Take the line that contains "Here's a bet: you won't be able to pinpoint the jacket" and all lines after it, up to and including the last line of the data, and write them out exactly; nothing else belongs in the answer.

::::::::

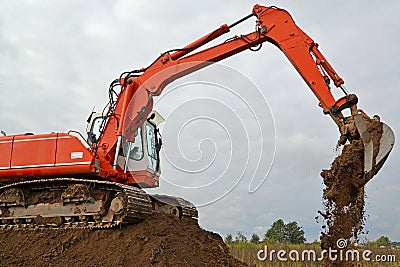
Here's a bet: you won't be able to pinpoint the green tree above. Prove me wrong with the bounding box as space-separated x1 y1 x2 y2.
264 219 306 244
285 221 306 244
250 233 261 244
264 219 286 243
376 236 391 247
225 233 233 244
235 231 247 243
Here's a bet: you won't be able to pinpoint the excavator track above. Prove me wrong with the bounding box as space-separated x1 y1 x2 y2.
151 194 198 219
0 178 197 230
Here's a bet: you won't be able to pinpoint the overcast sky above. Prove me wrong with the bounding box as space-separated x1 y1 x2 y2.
1 1 399 242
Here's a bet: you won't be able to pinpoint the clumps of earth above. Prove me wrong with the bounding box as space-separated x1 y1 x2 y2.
319 119 384 266
320 139 366 248
0 214 247 267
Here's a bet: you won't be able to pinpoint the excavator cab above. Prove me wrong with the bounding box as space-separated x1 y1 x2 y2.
86 111 164 174
86 110 164 188
114 111 164 184
117 120 161 174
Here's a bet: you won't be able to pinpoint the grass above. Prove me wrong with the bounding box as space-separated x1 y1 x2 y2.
228 242 400 266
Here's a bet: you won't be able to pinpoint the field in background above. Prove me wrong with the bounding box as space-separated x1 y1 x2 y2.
228 243 400 266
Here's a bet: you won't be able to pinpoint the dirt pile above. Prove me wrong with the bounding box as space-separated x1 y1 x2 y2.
0 214 247 267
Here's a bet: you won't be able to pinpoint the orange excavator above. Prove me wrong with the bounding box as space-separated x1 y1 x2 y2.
0 5 394 228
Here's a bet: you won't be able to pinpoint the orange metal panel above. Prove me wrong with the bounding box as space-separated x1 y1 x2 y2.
11 134 57 169
0 136 13 169
122 170 159 188
55 133 93 166
0 164 95 180
0 133 95 181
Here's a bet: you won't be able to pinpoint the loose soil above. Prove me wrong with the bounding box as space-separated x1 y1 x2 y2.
0 214 247 267
319 139 366 266
319 119 384 266
320 139 365 245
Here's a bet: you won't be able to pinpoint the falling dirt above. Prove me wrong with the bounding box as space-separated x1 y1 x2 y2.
319 118 385 266
320 139 365 243
319 139 365 266
0 214 247 267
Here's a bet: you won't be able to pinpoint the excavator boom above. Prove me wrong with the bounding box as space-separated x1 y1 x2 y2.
116 4 394 182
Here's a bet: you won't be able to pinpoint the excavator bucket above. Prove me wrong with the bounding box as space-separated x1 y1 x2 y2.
354 114 395 182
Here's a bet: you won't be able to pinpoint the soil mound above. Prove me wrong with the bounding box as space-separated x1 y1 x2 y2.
0 214 246 267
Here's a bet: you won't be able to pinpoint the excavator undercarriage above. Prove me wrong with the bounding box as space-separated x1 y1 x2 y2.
0 179 198 230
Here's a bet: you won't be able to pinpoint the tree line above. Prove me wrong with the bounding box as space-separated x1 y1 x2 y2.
225 219 397 247
225 219 306 245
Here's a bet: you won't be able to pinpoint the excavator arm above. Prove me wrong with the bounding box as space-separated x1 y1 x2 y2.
99 4 394 183
123 6 351 125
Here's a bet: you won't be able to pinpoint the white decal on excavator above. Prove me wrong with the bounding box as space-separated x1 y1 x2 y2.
71 152 84 159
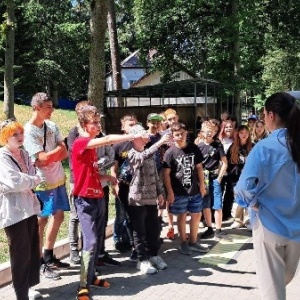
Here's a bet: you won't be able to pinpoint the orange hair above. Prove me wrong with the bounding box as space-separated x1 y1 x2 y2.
0 120 24 146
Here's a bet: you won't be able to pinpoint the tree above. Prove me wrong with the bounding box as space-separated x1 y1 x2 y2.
88 0 109 112
107 0 123 105
3 0 15 118
19 0 90 104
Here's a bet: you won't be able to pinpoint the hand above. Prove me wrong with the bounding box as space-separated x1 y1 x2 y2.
161 133 172 145
107 175 118 185
34 159 46 168
157 194 164 206
216 176 223 184
166 192 175 204
200 184 206 197
111 183 119 196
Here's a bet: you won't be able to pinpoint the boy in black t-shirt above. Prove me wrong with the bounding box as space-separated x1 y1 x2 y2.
163 122 209 255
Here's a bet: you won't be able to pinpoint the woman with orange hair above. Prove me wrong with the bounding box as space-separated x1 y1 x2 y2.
0 119 44 300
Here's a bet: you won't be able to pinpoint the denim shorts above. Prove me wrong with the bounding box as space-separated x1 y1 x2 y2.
36 185 70 217
202 179 223 210
169 193 203 215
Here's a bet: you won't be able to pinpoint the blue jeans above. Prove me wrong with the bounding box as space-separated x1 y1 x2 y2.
203 179 223 210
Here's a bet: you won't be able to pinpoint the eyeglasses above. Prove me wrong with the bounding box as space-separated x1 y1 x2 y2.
0 118 16 129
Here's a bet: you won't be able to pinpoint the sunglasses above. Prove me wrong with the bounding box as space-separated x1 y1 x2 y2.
0 118 16 129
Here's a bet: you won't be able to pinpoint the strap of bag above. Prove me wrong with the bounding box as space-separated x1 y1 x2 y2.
43 122 47 151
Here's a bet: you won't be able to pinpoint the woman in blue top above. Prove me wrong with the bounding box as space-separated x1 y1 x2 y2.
235 92 300 300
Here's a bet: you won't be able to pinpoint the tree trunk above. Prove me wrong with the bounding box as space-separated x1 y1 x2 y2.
3 0 16 119
52 80 59 107
232 0 241 121
107 0 124 106
88 0 109 113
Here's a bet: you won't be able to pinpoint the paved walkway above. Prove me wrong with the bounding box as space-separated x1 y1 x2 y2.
1 221 300 300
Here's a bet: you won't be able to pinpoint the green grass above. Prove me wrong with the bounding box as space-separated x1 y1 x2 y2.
0 102 116 263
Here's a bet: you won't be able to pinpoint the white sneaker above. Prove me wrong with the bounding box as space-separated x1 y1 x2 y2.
230 221 241 229
150 256 167 270
29 289 43 299
136 260 157 274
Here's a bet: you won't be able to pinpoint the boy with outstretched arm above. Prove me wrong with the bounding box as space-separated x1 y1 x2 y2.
72 106 143 300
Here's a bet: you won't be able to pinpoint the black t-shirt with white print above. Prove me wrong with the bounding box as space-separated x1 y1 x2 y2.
197 140 225 171
163 143 204 196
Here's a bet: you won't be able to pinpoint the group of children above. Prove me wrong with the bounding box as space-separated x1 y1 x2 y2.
0 92 268 300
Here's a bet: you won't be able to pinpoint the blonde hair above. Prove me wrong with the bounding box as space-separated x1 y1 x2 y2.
252 120 268 142
164 108 177 116
0 119 24 146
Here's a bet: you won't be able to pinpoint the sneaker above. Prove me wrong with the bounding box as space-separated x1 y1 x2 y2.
114 241 128 253
70 250 81 265
150 256 167 270
91 277 111 289
230 221 241 229
76 287 90 300
96 253 121 267
201 228 215 239
136 260 157 274
189 242 210 253
47 256 70 269
166 227 175 240
215 231 233 241
129 249 138 263
40 264 61 280
28 289 42 299
179 241 191 255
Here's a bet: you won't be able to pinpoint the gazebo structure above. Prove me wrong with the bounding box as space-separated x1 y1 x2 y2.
104 78 235 136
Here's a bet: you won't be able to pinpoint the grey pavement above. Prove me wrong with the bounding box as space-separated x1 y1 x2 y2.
1 220 300 300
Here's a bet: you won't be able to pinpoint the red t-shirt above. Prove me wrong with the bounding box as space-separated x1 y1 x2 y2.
72 137 104 198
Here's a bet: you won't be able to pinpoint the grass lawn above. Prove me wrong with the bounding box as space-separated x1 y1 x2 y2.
0 102 116 263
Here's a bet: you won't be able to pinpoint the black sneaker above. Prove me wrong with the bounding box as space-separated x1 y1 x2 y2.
96 253 121 267
129 249 138 263
48 256 70 269
70 250 81 265
40 264 61 280
201 228 215 239
215 231 233 241
114 241 128 253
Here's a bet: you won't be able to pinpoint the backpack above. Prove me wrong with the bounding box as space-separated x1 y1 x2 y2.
118 158 133 184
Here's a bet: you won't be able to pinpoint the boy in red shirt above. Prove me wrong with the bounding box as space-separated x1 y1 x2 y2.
72 106 144 300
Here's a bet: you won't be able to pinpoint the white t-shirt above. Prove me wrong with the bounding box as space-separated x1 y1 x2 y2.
23 120 66 190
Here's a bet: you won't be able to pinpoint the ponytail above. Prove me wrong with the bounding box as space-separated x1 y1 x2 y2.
286 104 300 171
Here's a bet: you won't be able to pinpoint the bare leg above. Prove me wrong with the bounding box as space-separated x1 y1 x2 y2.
189 212 201 243
215 209 223 230
177 213 187 242
203 208 212 227
38 217 48 257
44 210 64 250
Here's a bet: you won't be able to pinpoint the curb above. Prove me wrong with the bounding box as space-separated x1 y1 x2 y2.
0 219 114 287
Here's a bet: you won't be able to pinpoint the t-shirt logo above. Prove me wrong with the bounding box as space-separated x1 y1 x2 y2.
176 154 195 187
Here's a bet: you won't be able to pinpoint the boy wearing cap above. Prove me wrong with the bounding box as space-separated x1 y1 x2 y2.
127 124 171 274
247 115 257 133
146 113 168 226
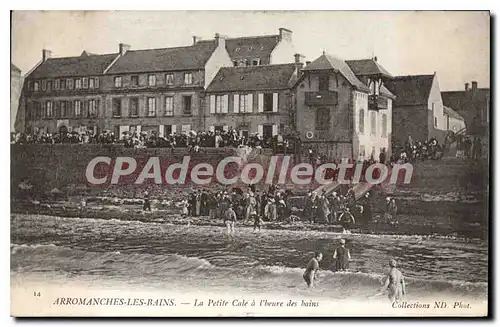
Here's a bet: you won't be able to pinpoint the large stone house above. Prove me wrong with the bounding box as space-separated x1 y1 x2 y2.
294 53 394 160
385 73 447 145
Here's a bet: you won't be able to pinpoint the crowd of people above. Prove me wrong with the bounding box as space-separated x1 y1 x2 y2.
11 128 300 153
161 180 399 236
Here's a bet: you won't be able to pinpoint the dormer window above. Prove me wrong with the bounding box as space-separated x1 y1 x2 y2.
233 61 238 67
252 58 261 66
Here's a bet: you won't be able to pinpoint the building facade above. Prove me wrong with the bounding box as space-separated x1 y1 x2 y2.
204 58 302 138
386 73 447 145
11 63 23 132
295 54 394 161
443 106 466 133
441 81 490 138
20 28 298 136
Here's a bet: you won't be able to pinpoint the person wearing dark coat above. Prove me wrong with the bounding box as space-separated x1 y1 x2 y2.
333 238 351 271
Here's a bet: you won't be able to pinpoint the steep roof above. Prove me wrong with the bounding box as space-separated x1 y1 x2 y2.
380 84 396 99
28 53 118 79
107 42 217 74
385 74 435 106
302 53 369 91
206 63 297 92
198 35 280 62
443 106 465 121
346 59 393 78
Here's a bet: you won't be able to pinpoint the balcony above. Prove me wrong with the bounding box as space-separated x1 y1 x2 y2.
368 95 388 111
305 91 338 106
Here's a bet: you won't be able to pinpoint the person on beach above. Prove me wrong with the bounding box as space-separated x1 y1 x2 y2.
382 259 406 302
143 191 151 211
333 238 351 271
252 211 263 232
303 252 323 288
339 207 355 234
224 205 237 238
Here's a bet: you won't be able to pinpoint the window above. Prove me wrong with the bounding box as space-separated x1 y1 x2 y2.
232 61 238 67
252 58 261 66
114 77 122 88
360 145 366 157
184 73 193 85
319 74 329 91
33 81 39 91
239 94 251 113
382 113 387 137
74 100 81 117
131 75 139 86
112 98 121 117
88 100 97 117
165 96 174 116
129 98 139 117
67 79 74 90
41 80 47 91
60 79 66 90
148 74 156 86
183 95 192 115
54 79 60 90
370 111 376 135
60 101 66 117
316 107 331 130
147 97 156 116
263 93 274 112
83 78 89 89
165 74 174 85
434 116 438 127
215 95 224 113
359 109 365 134
89 78 95 89
41 102 46 117
47 80 53 91
75 79 82 89
46 101 53 117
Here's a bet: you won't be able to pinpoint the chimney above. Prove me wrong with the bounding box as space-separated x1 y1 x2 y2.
373 56 378 62
214 33 226 48
42 49 52 61
471 81 478 93
192 36 202 45
119 43 131 56
305 61 311 66
465 83 470 91
278 28 293 42
294 54 305 71
294 53 305 64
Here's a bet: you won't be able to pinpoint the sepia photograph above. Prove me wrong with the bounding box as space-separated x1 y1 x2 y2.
9 10 490 317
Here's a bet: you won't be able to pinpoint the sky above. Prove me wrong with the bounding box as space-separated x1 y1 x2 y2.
11 11 490 91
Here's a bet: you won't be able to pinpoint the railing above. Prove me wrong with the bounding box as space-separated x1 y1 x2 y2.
305 91 338 106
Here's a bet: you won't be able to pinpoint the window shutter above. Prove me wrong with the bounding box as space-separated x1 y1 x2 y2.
171 125 177 134
258 124 263 136
136 125 142 133
95 78 100 88
247 94 253 113
209 125 215 132
159 125 165 136
223 125 229 132
222 95 229 113
272 124 278 136
210 95 215 114
258 93 264 112
272 93 278 112
233 94 240 113
96 99 100 117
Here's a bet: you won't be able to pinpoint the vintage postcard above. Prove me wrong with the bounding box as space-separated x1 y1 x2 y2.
10 10 490 317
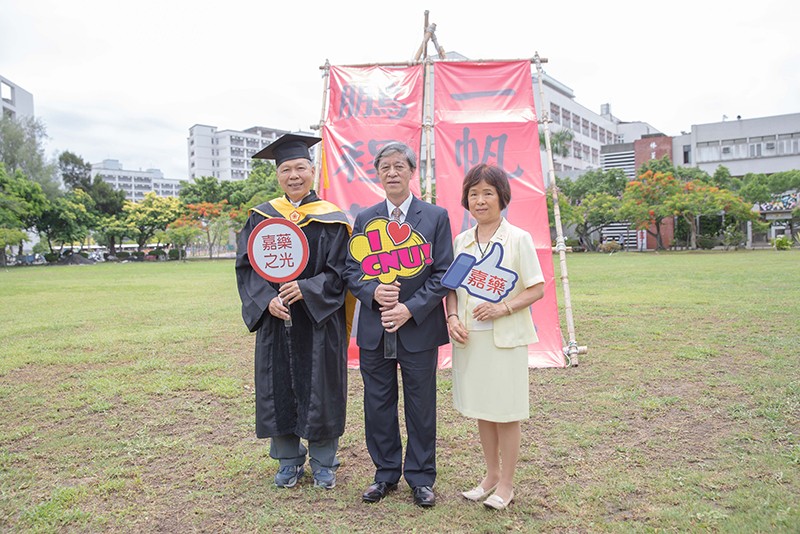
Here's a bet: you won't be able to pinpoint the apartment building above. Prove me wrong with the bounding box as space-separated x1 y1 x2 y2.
187 124 290 182
1 75 34 121
92 159 182 201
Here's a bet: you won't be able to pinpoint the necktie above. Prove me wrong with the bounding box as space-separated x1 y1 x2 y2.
391 207 402 222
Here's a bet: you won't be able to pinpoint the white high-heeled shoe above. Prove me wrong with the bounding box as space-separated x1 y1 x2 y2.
461 483 498 501
483 490 514 510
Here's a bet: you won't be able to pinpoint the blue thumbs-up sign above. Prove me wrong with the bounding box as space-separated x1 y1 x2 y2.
441 243 518 303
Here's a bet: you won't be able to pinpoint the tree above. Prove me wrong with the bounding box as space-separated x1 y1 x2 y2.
123 193 183 252
619 171 682 250
178 176 227 205
163 216 202 261
59 151 92 191
767 170 800 194
186 200 234 259
564 192 621 251
86 175 127 254
36 189 96 253
0 163 48 264
664 182 730 249
711 165 733 190
0 115 60 200
559 168 628 200
736 173 771 205
93 214 132 257
0 228 27 267
638 155 676 176
228 160 282 234
540 127 575 159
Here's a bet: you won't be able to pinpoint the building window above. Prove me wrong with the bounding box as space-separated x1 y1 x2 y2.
591 124 598 140
0 81 12 102
683 145 691 164
550 103 560 124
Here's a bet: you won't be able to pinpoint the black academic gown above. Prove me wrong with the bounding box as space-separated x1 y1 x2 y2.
235 192 350 441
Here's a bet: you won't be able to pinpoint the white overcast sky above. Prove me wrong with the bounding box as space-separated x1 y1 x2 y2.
2 0 797 180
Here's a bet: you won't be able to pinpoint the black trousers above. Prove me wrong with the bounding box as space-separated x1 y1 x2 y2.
359 343 438 488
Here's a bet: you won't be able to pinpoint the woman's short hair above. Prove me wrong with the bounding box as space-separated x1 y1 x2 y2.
461 164 512 210
373 142 417 172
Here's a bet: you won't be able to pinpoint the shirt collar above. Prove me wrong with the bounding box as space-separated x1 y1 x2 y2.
386 194 413 219
464 217 510 247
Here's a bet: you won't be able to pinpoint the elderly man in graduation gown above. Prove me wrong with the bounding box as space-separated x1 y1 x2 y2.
235 134 351 490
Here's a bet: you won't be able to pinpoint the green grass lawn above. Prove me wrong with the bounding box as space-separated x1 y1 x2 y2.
1 251 798 533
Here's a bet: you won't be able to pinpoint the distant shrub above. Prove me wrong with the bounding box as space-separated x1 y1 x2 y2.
168 249 183 260
771 235 792 251
78 251 89 259
696 234 717 250
599 241 621 253
131 251 145 260
722 224 744 251
44 252 59 263
149 248 166 257
116 251 130 260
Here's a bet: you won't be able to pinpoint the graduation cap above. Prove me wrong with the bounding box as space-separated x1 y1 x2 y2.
252 133 321 167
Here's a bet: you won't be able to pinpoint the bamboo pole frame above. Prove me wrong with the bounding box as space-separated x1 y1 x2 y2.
311 59 331 192
311 14 585 367
533 52 586 366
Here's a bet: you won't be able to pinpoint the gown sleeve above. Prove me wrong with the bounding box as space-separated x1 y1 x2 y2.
235 213 279 332
296 222 349 325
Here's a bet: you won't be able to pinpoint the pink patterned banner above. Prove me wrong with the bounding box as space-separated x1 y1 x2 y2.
321 65 424 223
320 65 425 368
433 61 565 368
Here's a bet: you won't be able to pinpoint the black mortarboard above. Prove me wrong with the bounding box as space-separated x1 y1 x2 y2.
252 133 321 166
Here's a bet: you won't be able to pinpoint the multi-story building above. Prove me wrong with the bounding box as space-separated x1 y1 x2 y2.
187 124 290 182
533 74 661 183
1 75 34 121
672 113 800 176
92 159 182 201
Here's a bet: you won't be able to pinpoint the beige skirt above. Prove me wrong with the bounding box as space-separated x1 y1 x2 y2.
451 329 530 422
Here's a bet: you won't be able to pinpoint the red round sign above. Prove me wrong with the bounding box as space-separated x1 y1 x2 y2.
246 218 310 283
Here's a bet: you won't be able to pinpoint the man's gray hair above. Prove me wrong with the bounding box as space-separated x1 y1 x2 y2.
373 142 417 172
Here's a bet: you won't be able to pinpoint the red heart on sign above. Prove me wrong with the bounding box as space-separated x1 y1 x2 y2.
387 220 412 246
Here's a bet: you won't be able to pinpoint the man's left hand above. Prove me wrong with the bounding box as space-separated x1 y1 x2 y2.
380 303 411 333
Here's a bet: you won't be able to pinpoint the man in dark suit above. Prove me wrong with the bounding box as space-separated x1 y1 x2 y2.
344 142 453 508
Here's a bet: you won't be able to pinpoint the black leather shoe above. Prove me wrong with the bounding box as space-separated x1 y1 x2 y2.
362 481 398 503
412 485 436 508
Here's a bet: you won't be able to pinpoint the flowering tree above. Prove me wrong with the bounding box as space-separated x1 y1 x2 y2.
619 171 681 250
186 200 235 259
163 216 202 261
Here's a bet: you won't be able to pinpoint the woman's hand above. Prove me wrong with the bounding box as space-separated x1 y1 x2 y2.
471 302 507 322
447 315 469 344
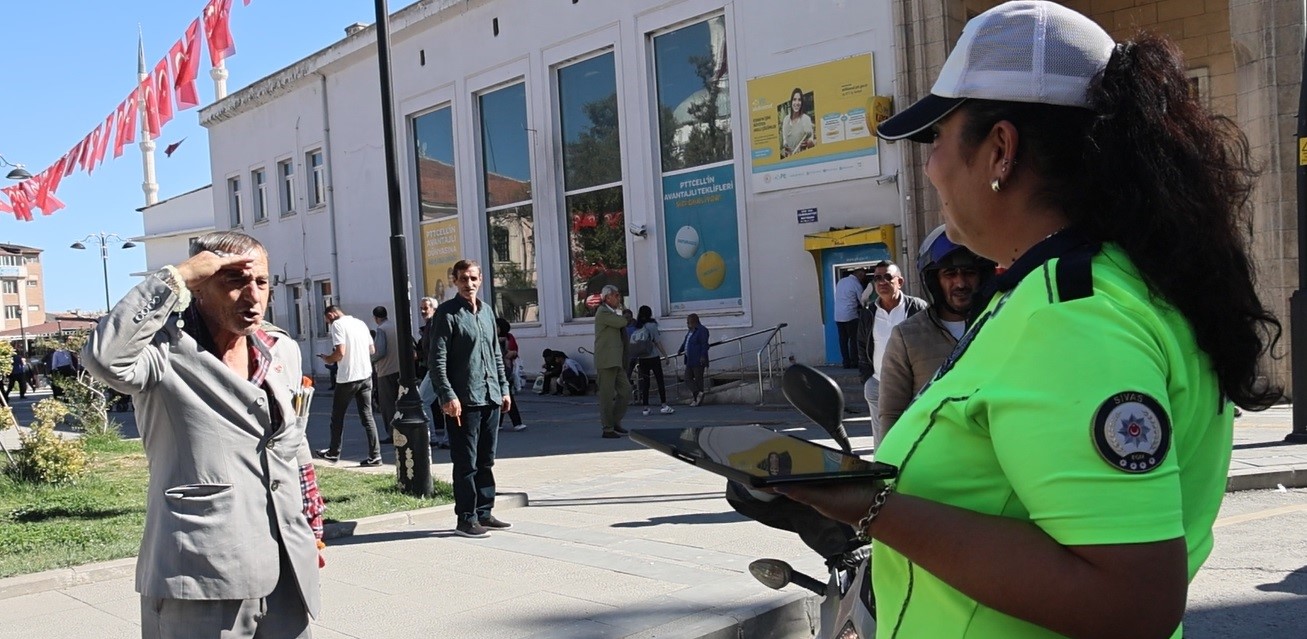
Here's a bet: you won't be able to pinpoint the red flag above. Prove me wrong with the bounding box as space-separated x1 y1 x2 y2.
90 113 114 172
0 197 11 215
3 186 32 221
141 77 161 140
65 141 83 176
164 137 187 157
203 0 236 67
171 19 202 109
78 130 95 171
244 0 251 5
153 58 174 127
114 90 138 158
32 169 65 215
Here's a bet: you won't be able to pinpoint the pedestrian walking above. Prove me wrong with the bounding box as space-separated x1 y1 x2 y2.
677 313 710 406
497 317 526 431
593 285 632 438
631 305 674 416
314 306 383 466
371 306 401 443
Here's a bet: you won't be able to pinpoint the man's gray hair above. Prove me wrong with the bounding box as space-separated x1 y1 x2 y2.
600 285 621 297
190 231 265 257
420 296 438 307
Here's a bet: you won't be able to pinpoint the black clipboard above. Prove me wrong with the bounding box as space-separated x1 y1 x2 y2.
630 425 896 488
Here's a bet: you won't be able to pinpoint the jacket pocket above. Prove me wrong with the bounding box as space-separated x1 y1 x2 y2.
164 483 233 500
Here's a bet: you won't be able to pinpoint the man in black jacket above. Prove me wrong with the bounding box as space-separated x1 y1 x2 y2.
855 260 926 438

::::::::

FINISHED TASK:
Here's a bet: you won't be able to pinpoint the jacket pocket above. Prove me wrong with the bounding box as space-separated x1 y1 x2 y2.
164 483 233 500
Here's a bet: you won't be able to pinpoint the man in black jacket above. Prove me wrong with the bounding box as space-separated x1 y1 x2 y2.
855 260 926 438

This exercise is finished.